◆ Kutipan Teks
Mohon tunggu...
Achmad Saifullah Syahid
Achmad Saifullah Syahid Mohon Tunggu... Penulis - Penulis

orang-orang cahaya berhimpun di dalam tabung cahaya, tari-menari, di malam yang terang benderang sampai fajar menjelang di cakrawala.

Selanjutnya

Tutup

Humaniora Artikel Utama

Gagap Melukis Gagasan dan Serbuan Digitalisasi Audio Visual

14 Oktober 2016   07:57 Diperbarui: 14 Oktober 2016   16:57 116
+
Laporkan Konten
Laporkan Akun
Kompasiana adalah platform blog. Konten ini menjadi tanggung jawab bloger dan tidak mewakili pandangan redaksi Kompas.
Lihat foto
Ilustrasi: http://news.okezone.com/

Sesekali bertanyalah kepada siswa setingkat SMA tentang apa gagasan mereka yang paling sederhana, misalnya tentang pengertian sukses. Semenit kemudian akan kita jumpai situasi macet berpikir. Lisan mereka seperti terkunci untuk menuturkan pengertian atau bahkan gagasan yang sederhana sekalipun. Di kepala mereka berjubel sangat banyak ide, uneg-uneg, cuatan-cuatan abstrak yang berseliweran, namun tersumbat di tenggorokan.

◆ Data yang Diberikan

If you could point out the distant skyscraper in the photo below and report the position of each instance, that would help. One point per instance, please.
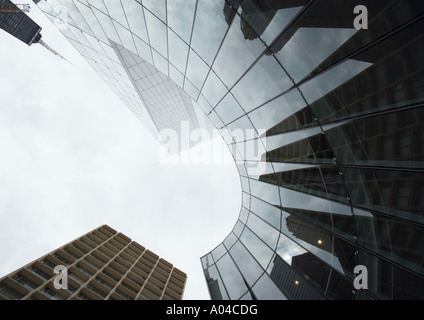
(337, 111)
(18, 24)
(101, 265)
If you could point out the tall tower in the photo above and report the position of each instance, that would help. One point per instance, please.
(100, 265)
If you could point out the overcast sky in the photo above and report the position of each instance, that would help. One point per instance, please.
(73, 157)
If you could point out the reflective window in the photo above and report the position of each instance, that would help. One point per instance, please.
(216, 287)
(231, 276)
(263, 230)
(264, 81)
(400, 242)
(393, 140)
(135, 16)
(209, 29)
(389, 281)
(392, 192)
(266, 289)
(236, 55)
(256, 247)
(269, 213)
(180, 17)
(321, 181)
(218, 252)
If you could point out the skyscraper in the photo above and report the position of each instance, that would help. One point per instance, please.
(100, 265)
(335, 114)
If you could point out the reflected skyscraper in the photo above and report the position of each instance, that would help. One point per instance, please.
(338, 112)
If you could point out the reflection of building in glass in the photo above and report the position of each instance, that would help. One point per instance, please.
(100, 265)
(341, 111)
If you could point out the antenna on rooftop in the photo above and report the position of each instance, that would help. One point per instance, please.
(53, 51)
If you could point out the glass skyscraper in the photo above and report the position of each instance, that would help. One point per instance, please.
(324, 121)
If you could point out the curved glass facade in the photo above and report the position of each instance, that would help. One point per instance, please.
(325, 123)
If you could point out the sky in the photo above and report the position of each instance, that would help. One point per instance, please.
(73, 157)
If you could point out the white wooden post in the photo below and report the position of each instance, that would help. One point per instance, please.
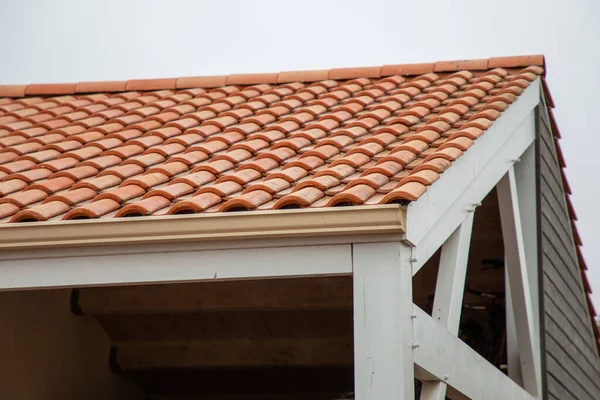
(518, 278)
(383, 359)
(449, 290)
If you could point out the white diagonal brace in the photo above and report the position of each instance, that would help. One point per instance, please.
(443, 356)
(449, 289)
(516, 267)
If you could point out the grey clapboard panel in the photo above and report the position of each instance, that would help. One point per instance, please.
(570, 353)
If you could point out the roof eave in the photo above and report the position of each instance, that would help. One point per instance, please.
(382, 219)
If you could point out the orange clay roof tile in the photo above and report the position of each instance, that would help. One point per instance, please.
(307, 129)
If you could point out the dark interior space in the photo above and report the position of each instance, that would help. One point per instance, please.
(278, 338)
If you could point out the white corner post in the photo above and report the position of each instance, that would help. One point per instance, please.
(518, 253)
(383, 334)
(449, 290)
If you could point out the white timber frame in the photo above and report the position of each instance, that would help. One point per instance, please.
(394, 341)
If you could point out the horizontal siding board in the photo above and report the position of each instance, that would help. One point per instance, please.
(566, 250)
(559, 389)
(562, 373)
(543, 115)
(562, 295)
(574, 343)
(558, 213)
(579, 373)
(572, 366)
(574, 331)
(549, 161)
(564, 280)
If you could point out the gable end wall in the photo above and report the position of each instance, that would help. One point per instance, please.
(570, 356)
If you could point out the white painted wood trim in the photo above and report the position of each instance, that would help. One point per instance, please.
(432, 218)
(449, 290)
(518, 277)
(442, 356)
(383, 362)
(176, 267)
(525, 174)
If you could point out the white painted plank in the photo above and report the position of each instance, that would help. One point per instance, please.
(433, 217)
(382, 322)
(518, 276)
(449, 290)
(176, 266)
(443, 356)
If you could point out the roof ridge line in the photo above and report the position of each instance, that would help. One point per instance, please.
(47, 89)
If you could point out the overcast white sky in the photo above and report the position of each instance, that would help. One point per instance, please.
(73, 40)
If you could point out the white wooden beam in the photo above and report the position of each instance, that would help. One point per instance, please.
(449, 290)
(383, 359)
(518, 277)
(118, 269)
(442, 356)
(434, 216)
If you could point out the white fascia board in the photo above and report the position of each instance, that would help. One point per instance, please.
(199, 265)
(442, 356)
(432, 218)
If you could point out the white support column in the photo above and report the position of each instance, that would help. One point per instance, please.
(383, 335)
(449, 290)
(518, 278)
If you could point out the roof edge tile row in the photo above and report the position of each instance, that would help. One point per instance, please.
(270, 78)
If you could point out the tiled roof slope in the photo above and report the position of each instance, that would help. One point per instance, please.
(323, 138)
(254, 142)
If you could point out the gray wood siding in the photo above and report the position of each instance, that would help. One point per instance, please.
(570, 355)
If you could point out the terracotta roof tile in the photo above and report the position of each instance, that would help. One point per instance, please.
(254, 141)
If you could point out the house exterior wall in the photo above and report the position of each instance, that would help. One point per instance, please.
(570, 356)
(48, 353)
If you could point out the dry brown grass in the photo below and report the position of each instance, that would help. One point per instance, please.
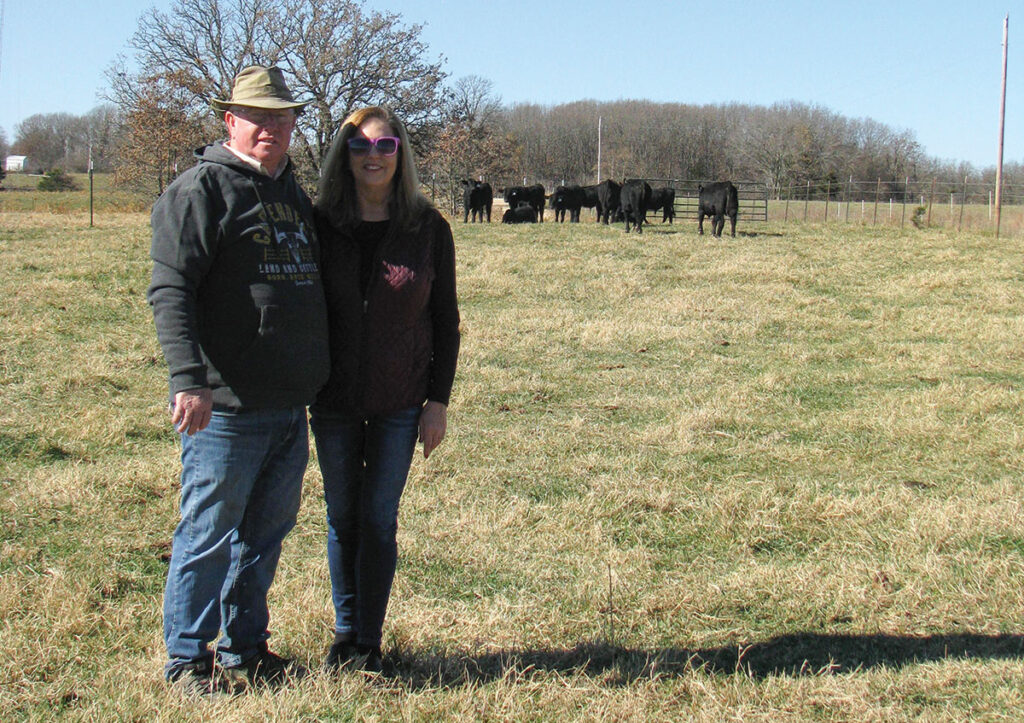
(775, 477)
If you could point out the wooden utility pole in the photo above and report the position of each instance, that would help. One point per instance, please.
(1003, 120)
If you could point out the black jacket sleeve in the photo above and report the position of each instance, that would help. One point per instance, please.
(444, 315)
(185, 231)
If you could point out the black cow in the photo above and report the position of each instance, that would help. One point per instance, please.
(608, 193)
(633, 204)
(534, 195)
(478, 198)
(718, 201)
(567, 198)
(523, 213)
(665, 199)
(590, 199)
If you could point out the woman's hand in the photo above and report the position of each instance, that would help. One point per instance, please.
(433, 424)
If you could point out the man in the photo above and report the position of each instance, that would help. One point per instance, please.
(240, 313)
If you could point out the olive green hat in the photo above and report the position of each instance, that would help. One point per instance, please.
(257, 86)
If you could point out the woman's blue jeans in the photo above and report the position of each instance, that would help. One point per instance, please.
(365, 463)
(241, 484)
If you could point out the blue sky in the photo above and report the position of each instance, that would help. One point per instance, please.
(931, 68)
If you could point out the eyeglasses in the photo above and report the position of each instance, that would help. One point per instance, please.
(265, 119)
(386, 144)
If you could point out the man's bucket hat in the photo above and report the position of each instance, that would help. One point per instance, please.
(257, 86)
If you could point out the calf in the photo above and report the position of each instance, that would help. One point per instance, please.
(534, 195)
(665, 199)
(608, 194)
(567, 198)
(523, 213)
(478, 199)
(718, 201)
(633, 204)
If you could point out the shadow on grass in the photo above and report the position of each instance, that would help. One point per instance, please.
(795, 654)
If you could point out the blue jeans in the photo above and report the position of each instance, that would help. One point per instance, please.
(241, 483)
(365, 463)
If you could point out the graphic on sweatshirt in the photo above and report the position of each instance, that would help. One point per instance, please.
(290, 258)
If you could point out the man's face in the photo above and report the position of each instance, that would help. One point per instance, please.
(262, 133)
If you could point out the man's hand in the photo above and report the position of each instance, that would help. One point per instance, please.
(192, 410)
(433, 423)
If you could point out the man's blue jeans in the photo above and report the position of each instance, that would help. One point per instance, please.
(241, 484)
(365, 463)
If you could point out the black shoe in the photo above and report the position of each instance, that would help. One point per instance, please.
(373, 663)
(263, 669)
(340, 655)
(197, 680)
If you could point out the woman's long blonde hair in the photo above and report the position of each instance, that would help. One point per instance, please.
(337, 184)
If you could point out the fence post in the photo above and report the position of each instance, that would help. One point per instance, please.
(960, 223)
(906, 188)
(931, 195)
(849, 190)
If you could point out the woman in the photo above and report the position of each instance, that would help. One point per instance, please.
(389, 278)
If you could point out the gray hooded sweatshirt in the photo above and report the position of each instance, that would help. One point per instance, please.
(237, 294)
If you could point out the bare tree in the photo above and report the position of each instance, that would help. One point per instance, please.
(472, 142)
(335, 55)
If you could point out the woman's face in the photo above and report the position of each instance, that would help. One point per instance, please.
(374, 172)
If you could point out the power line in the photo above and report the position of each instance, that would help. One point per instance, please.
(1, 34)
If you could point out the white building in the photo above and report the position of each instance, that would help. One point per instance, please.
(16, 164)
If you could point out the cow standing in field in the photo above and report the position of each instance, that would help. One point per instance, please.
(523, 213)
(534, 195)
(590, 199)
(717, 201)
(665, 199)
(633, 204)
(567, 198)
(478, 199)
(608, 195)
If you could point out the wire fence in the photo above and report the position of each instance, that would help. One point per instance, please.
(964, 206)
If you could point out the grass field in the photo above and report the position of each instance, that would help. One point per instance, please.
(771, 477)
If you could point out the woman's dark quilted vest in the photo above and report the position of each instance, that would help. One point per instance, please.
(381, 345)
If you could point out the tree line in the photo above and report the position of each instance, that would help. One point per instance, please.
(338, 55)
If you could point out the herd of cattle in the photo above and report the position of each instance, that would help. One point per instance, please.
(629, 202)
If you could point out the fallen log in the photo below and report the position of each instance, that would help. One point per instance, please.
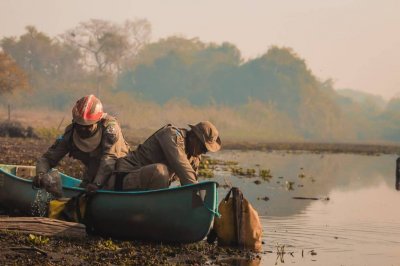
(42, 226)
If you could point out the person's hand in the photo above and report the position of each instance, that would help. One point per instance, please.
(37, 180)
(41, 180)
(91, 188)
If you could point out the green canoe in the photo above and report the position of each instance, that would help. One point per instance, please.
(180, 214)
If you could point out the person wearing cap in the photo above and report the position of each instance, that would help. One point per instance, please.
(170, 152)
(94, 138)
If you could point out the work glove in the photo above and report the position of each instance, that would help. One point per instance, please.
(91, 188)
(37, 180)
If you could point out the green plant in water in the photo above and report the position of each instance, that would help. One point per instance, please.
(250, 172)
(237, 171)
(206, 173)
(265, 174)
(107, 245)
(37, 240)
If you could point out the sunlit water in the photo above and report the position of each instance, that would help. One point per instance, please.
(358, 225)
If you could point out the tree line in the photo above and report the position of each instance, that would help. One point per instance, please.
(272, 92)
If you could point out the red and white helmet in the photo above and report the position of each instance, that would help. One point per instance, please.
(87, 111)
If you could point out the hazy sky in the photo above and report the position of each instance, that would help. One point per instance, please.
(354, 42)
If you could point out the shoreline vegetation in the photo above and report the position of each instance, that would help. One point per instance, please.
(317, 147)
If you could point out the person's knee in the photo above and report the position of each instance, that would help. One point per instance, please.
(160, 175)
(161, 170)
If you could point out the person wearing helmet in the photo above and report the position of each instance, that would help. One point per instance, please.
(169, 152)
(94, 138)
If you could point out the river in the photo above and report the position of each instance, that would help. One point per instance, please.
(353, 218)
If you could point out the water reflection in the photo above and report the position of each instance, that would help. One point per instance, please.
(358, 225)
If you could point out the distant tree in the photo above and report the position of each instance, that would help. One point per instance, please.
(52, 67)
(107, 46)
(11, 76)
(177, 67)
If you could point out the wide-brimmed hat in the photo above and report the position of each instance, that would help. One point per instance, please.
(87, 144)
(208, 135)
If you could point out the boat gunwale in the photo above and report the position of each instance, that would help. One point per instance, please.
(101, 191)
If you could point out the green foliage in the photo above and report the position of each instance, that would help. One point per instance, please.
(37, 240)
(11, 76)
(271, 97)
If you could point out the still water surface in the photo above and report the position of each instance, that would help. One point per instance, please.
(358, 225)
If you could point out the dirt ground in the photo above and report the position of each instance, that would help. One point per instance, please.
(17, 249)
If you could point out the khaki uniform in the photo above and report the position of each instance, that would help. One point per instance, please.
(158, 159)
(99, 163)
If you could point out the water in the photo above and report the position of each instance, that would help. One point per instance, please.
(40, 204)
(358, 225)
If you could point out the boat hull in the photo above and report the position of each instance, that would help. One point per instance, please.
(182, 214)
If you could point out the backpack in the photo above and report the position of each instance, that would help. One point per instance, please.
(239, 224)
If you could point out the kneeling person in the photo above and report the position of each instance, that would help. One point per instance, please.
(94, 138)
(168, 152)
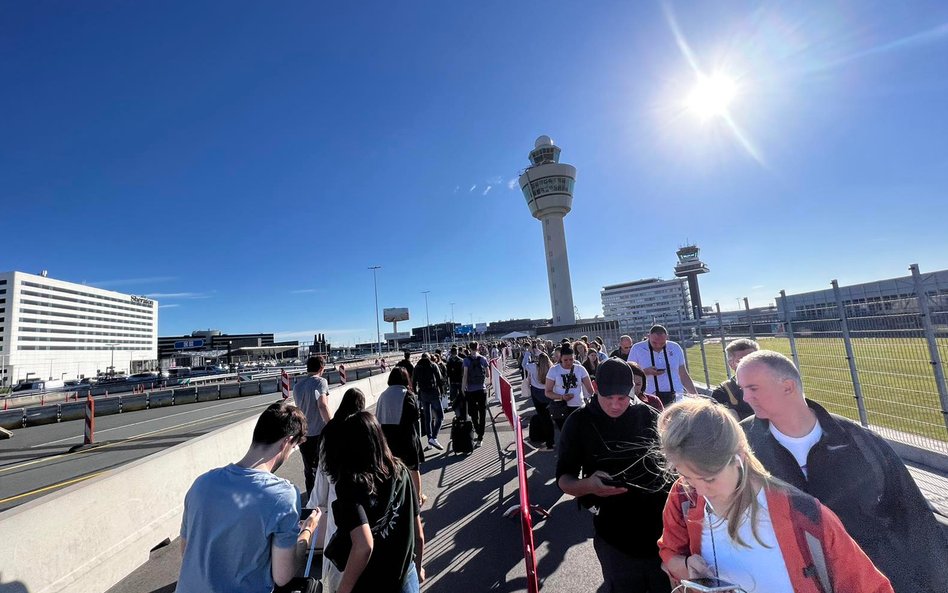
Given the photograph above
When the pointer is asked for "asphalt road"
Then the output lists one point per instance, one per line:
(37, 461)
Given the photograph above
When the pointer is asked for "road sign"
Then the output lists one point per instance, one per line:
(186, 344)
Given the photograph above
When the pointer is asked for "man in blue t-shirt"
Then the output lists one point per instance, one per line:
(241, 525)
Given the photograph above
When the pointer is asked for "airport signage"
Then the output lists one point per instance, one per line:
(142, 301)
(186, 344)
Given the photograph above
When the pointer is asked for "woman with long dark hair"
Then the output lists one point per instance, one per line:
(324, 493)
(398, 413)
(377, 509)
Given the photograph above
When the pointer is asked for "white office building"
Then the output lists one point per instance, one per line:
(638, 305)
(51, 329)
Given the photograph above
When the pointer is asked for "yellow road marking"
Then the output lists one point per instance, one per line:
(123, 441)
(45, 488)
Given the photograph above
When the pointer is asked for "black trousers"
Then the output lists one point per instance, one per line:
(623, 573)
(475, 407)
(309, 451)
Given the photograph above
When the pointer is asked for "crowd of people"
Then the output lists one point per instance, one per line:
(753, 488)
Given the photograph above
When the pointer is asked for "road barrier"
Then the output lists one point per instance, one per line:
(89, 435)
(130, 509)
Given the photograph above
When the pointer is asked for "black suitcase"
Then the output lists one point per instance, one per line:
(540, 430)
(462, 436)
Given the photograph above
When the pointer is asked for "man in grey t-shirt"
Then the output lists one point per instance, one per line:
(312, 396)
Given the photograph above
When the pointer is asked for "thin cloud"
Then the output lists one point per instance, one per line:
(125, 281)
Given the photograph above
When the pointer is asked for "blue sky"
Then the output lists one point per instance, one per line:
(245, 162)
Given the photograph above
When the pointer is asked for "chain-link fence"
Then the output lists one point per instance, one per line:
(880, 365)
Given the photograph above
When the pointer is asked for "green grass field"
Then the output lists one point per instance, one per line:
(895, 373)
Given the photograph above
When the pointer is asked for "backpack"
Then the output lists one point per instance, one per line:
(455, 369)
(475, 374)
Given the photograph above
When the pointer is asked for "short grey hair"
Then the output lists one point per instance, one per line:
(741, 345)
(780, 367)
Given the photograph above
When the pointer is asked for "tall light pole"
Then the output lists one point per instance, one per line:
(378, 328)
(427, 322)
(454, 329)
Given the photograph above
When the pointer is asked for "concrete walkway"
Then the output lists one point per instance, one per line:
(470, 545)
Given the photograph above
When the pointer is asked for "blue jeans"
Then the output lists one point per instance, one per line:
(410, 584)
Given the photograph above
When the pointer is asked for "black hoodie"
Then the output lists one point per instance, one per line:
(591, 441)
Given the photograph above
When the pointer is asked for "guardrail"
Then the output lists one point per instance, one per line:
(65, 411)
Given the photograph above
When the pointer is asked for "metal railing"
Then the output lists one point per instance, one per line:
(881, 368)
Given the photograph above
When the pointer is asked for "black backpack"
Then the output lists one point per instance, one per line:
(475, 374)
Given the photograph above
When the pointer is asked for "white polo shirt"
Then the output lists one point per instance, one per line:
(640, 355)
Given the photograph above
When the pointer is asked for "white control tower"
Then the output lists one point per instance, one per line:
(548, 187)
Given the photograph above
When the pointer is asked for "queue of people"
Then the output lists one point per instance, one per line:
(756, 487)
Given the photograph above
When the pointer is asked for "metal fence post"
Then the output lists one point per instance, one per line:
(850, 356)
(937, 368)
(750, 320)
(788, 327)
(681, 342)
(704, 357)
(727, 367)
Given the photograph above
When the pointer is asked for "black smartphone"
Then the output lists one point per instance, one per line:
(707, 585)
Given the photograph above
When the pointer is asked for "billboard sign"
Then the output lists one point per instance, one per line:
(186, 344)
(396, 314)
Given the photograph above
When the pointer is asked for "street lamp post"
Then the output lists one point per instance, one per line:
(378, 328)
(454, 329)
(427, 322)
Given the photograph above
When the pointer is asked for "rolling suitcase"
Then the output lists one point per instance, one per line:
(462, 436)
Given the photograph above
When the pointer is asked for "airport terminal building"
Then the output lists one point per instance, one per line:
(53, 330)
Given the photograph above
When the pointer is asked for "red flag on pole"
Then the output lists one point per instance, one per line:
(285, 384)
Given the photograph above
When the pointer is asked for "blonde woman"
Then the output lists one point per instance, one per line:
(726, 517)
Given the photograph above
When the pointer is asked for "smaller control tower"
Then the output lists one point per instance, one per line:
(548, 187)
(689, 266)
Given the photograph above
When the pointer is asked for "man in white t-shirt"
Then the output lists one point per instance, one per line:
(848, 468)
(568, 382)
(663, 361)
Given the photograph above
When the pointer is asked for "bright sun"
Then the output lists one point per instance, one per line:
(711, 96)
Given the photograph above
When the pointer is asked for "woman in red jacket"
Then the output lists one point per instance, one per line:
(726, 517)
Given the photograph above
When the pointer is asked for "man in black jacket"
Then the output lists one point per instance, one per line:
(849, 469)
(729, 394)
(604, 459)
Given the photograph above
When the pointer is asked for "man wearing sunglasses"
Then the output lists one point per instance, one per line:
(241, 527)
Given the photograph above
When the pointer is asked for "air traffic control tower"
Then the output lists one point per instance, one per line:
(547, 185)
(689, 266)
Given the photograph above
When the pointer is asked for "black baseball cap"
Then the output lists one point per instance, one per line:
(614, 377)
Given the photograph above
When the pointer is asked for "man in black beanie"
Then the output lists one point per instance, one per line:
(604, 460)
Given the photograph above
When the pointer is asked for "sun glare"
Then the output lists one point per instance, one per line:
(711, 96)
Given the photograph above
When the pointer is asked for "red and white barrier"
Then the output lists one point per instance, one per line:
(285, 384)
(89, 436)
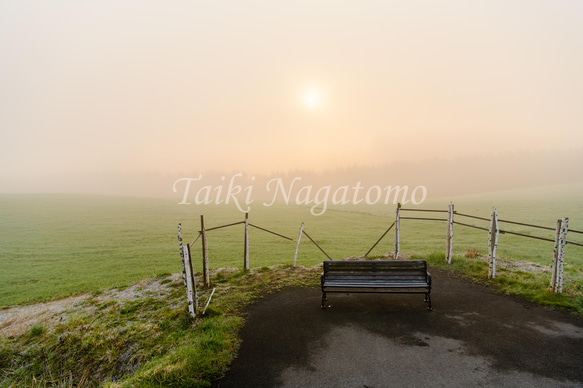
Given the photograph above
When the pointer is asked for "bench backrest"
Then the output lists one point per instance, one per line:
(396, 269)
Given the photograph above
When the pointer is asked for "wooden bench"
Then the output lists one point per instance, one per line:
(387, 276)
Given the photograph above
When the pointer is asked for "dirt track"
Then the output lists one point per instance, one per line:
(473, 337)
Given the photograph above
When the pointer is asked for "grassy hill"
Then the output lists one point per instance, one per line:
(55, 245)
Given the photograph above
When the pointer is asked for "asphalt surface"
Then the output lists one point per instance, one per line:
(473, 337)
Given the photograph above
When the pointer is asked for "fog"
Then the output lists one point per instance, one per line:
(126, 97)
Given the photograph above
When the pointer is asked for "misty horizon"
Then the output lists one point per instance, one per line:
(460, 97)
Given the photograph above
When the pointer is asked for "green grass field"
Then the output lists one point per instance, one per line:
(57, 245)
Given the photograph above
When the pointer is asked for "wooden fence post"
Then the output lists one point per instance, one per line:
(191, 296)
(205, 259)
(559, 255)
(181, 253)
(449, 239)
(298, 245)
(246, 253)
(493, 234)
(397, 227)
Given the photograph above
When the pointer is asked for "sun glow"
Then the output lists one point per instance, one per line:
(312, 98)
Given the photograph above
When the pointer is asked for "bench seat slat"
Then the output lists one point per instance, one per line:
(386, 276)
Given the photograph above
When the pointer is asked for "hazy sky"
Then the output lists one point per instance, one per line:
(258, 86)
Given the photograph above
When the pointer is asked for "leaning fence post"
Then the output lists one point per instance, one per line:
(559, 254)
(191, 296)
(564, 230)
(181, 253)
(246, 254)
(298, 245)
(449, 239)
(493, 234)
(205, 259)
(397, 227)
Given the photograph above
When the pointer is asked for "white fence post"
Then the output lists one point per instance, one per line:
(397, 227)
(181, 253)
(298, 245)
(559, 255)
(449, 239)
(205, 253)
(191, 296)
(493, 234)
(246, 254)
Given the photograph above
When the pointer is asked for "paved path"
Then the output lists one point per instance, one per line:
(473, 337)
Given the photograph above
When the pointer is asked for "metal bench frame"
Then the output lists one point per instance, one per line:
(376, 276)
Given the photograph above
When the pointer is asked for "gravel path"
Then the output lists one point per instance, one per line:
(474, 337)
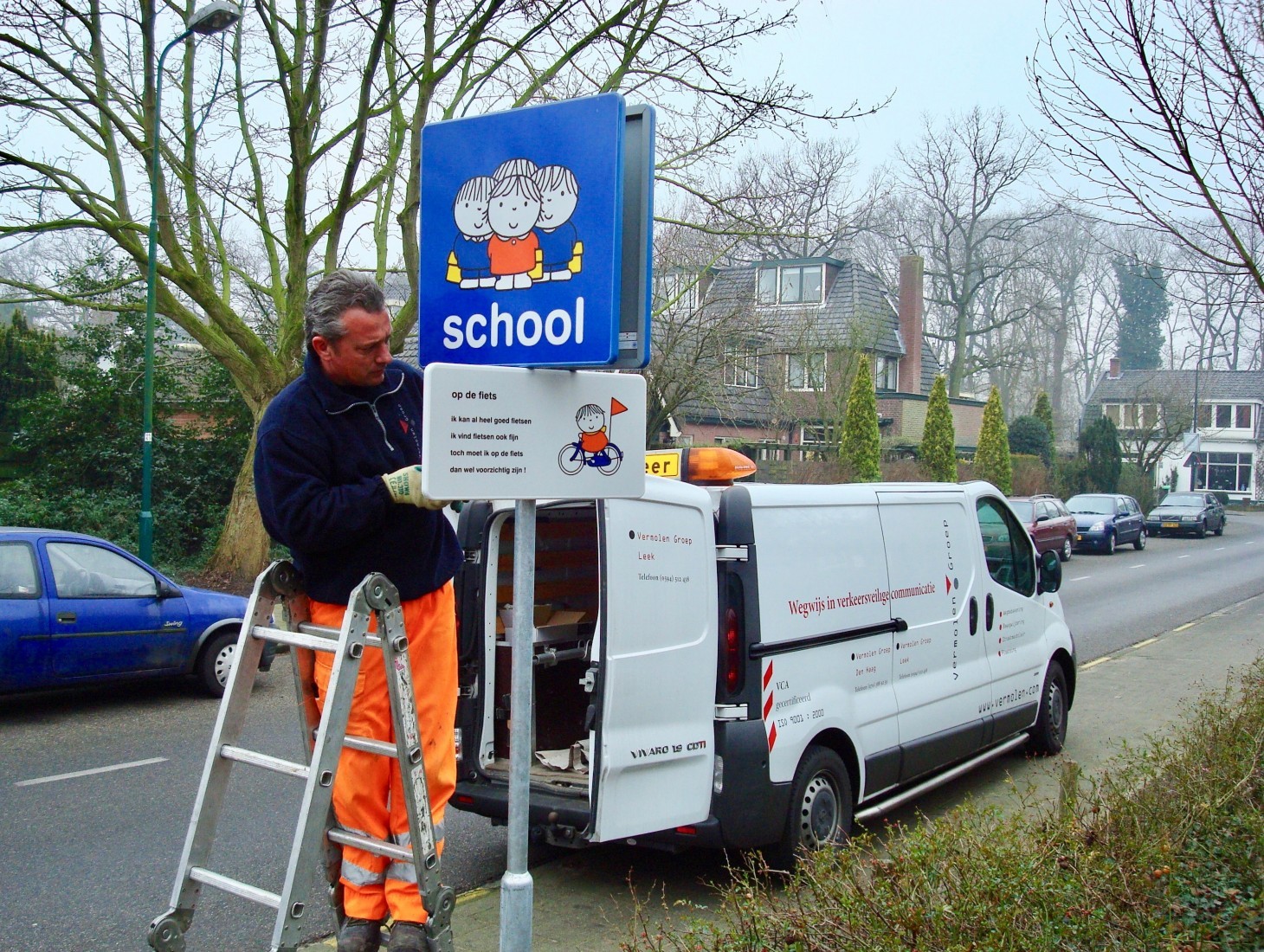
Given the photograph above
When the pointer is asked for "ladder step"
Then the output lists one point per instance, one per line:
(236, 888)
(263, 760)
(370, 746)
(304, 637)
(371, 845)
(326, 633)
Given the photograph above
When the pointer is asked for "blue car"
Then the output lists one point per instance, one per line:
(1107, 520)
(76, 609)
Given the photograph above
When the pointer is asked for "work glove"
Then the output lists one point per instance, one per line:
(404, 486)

◆ Tugas yang Dikerjakan
a - Tuliskan kembali bagian kutipan teks mulai dari "Gagap Melukis Gagasan" sampai dengan "pandangan redaksi Kompas." persis seperti aslinya.
b - Menurut kutipan teks, apa contoh gagasan paling sederhana yang dapat ditanyakan kepada siswa setingkat SMA?

◆ Jawaban Berurutan
a -
Gagap Melukis Gagasan dan Serbuan Digitalisasi Audio Visual

14 Oktober 2016   07:57 Diperbarui: 14 Oktober 2016   16:57 116
+
Laporkan Konten
Laporkan Akun
Kompasiana adalah platform blog. Konten ini menjadi tanggung jawab bloger dan tidak mewakili pandangan redaksi Kompas.

b - Pengertian sukses.